** Start DATA EXCERPTS **

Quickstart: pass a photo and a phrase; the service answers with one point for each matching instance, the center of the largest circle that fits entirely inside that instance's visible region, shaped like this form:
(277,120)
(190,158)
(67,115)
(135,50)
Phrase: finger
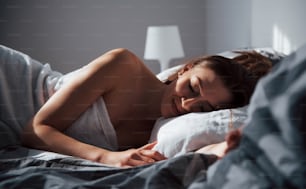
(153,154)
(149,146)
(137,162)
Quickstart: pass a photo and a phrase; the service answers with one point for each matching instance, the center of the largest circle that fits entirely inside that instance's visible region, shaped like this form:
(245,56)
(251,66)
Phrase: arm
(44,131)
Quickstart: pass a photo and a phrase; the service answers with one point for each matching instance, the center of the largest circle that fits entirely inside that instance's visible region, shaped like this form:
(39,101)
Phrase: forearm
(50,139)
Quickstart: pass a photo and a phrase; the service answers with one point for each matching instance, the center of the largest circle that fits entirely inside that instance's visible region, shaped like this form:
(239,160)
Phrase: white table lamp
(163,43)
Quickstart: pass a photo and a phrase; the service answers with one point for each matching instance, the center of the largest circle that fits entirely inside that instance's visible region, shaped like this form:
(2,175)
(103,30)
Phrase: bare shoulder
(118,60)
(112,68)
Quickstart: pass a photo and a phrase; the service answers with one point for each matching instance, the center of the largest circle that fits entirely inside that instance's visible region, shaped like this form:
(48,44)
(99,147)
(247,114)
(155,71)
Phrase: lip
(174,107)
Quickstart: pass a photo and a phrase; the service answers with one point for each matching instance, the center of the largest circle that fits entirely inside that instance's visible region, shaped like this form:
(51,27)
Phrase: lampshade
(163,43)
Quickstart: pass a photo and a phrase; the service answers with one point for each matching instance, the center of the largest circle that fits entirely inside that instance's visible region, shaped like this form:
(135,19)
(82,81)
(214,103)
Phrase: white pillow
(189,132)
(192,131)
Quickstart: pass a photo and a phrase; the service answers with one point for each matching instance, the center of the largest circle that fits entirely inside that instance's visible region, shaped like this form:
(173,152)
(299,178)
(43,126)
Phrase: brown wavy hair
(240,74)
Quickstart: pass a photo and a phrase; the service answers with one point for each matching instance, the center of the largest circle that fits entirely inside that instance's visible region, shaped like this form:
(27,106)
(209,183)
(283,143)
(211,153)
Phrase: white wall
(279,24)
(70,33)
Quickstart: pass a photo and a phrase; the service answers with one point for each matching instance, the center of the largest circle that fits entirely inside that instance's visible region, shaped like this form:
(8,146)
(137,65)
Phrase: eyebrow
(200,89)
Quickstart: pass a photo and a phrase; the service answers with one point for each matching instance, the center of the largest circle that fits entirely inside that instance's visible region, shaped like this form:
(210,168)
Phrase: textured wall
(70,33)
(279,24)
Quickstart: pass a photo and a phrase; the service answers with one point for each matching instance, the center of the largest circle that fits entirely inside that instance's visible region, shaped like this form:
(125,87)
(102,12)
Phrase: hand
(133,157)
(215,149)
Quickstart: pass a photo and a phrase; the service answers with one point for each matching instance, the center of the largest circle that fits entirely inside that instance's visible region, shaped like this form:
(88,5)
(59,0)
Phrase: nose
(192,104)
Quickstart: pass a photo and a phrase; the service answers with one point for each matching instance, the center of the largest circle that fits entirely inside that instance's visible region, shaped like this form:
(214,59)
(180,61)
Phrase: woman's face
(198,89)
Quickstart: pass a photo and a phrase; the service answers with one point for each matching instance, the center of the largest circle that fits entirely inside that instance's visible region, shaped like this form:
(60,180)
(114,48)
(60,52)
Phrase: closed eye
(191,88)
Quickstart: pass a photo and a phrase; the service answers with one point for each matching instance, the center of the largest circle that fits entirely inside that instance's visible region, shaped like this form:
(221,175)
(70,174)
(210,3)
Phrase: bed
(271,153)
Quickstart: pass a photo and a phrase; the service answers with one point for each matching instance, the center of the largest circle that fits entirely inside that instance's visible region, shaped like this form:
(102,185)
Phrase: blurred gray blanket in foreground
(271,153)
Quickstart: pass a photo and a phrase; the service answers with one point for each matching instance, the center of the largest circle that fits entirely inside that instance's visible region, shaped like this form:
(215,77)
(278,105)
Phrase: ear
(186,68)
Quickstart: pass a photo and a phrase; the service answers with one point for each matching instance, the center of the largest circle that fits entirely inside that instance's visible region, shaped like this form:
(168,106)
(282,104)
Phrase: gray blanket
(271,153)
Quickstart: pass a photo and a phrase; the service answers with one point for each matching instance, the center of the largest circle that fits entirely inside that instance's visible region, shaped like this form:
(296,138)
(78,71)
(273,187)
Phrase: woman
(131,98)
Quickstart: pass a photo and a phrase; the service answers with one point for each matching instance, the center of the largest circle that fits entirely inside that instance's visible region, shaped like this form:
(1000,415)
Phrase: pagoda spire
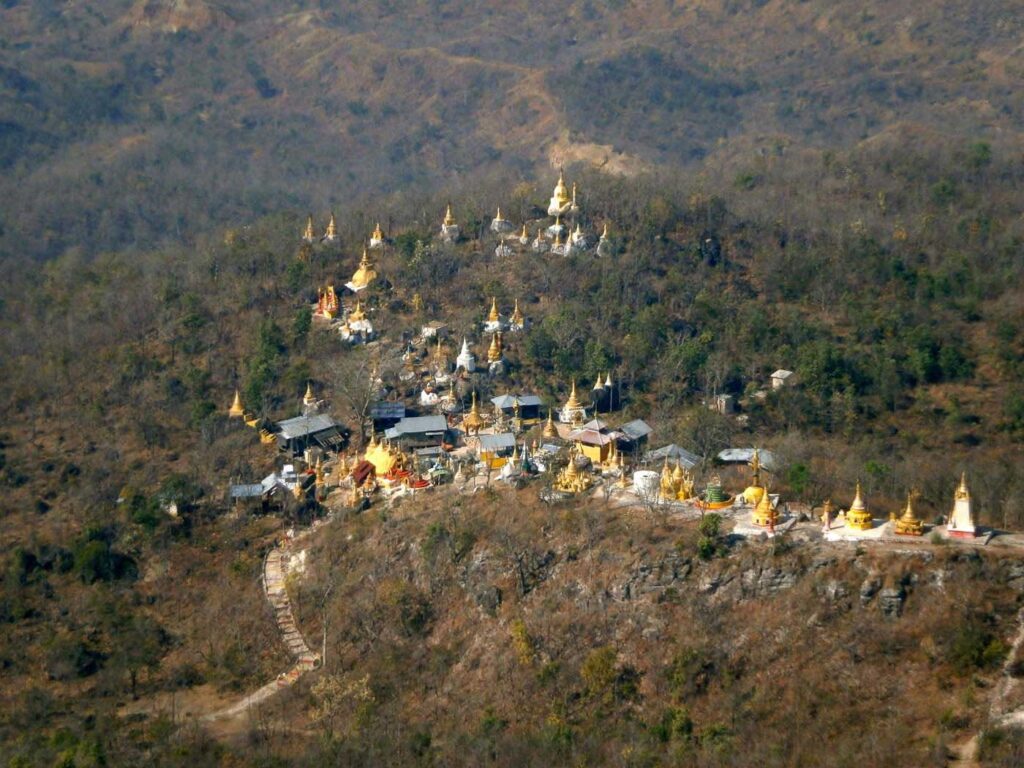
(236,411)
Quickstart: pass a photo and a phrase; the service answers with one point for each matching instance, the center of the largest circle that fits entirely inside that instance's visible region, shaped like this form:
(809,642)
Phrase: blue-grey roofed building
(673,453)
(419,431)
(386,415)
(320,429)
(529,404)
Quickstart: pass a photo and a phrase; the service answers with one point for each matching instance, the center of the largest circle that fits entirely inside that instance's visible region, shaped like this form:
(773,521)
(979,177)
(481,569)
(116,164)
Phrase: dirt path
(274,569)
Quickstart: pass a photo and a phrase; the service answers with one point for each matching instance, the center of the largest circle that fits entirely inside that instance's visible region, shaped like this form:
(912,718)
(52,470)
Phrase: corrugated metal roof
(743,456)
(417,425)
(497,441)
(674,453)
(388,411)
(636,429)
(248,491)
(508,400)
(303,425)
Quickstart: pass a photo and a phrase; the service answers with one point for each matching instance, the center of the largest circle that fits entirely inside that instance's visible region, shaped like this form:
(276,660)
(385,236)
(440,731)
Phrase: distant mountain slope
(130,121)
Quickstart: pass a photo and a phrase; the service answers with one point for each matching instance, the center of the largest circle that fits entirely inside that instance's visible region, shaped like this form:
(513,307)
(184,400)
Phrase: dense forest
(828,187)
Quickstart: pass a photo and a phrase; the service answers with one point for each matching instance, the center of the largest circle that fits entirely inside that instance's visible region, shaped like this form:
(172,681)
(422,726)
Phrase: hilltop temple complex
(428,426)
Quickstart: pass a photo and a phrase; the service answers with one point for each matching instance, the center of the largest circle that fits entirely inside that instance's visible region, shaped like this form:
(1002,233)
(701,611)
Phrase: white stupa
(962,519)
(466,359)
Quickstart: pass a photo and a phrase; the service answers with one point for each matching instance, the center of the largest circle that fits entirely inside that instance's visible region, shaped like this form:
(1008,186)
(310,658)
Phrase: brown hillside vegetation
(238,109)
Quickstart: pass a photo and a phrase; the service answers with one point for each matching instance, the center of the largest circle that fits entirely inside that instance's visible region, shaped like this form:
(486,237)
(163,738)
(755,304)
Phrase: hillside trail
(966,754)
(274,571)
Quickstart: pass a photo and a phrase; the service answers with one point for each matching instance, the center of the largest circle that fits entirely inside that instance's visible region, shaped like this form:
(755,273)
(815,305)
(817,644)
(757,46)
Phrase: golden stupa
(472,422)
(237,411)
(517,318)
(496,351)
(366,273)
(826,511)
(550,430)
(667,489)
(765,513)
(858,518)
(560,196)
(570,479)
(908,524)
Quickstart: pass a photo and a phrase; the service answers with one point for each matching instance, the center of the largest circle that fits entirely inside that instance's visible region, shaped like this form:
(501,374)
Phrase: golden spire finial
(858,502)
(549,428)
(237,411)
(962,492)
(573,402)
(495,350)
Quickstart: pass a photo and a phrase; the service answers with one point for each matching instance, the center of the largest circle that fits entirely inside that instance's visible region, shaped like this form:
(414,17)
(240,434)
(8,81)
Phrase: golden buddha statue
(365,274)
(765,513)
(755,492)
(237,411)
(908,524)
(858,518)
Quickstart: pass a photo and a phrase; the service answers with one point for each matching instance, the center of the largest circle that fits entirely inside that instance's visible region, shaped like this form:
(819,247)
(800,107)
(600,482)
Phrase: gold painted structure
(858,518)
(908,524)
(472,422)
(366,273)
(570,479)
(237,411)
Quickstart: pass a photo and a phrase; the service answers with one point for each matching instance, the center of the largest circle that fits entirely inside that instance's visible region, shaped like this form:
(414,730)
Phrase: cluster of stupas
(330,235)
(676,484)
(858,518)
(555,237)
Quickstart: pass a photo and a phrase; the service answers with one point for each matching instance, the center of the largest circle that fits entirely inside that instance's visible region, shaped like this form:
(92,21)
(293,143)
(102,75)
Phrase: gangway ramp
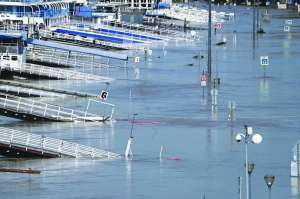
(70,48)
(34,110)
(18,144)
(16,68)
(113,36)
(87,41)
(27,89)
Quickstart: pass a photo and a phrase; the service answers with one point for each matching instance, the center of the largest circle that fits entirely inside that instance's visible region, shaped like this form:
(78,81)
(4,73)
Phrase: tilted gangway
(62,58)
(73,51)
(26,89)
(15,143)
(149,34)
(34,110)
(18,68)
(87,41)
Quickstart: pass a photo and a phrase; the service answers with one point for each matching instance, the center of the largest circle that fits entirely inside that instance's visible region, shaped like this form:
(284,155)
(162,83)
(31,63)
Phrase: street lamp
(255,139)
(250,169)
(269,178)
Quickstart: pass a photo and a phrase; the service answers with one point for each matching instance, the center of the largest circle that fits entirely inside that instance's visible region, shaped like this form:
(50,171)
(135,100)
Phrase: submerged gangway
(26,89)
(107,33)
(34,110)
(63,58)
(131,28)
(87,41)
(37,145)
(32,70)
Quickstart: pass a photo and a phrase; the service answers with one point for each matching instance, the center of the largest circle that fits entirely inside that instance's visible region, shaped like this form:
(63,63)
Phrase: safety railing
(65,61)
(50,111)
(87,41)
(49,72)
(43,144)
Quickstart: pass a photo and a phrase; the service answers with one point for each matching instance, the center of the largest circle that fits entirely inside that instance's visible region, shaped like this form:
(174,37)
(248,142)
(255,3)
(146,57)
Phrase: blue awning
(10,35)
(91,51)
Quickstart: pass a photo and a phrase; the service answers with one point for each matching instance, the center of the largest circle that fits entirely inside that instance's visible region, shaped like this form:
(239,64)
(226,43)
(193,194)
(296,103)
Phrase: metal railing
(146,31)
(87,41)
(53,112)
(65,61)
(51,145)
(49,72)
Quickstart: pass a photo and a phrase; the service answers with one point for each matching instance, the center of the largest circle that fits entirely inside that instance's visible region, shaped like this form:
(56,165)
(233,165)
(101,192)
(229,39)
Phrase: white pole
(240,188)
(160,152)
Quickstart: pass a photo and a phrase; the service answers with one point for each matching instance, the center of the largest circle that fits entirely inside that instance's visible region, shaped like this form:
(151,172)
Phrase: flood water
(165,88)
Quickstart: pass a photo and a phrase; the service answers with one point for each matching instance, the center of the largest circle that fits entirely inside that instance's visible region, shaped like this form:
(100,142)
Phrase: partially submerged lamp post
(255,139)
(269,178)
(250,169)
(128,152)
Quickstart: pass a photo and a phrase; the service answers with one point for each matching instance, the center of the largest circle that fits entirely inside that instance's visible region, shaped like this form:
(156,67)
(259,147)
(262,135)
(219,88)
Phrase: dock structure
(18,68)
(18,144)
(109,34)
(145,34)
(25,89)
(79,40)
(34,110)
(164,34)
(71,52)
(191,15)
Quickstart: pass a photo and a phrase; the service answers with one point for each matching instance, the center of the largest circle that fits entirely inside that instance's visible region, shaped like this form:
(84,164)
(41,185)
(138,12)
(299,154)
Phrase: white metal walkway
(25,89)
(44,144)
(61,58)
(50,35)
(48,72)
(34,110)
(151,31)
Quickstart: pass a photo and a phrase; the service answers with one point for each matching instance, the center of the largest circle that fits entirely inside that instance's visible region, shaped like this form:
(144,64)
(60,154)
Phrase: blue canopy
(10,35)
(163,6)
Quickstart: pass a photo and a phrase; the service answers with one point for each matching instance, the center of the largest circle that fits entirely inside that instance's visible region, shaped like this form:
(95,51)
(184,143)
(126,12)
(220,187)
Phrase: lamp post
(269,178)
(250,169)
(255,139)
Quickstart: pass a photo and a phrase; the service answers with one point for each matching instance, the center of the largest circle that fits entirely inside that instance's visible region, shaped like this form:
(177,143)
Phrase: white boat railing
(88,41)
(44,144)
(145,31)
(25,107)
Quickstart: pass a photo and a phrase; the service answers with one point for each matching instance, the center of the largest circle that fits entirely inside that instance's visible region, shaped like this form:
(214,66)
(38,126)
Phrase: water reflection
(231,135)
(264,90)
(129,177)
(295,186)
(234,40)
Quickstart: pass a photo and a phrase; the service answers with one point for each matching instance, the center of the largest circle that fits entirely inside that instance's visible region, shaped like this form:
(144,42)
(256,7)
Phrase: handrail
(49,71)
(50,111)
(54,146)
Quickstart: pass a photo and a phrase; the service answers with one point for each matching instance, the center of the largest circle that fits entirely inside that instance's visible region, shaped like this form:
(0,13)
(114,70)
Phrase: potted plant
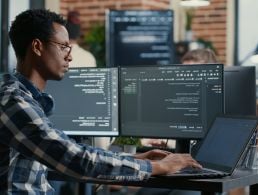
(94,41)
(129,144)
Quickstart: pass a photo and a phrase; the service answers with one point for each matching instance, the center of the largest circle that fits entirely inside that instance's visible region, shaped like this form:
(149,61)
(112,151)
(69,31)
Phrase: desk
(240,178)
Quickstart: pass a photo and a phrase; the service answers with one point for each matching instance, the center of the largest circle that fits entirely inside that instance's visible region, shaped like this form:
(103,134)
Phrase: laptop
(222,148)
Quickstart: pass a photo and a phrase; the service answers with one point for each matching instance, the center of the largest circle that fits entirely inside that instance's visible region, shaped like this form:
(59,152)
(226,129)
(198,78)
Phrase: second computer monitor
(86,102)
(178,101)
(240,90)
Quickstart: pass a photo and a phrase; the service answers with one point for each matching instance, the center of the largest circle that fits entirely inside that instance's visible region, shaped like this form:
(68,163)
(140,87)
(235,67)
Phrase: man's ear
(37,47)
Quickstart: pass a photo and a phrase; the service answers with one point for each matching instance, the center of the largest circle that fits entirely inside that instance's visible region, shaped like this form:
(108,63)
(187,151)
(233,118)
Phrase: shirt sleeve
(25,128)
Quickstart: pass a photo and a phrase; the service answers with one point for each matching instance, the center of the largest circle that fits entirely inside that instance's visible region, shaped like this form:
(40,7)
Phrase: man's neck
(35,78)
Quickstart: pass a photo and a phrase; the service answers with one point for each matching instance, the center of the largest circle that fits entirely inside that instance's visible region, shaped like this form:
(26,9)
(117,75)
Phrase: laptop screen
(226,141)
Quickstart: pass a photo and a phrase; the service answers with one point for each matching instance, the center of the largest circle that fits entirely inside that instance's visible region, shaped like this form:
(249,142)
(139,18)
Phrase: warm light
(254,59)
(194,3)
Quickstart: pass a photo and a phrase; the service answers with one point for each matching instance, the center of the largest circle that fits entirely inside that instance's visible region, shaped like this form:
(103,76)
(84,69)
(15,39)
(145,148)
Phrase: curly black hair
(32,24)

** End DATA EXCERPTS **

> **EXERCISE GOAL**
Gather every line in the entries above that contains the word "railing", and copy each of those lines in full.

> **TASK RESULT**
Phrase: safety railing
Phrase: metal railing
Phrase: white boat railing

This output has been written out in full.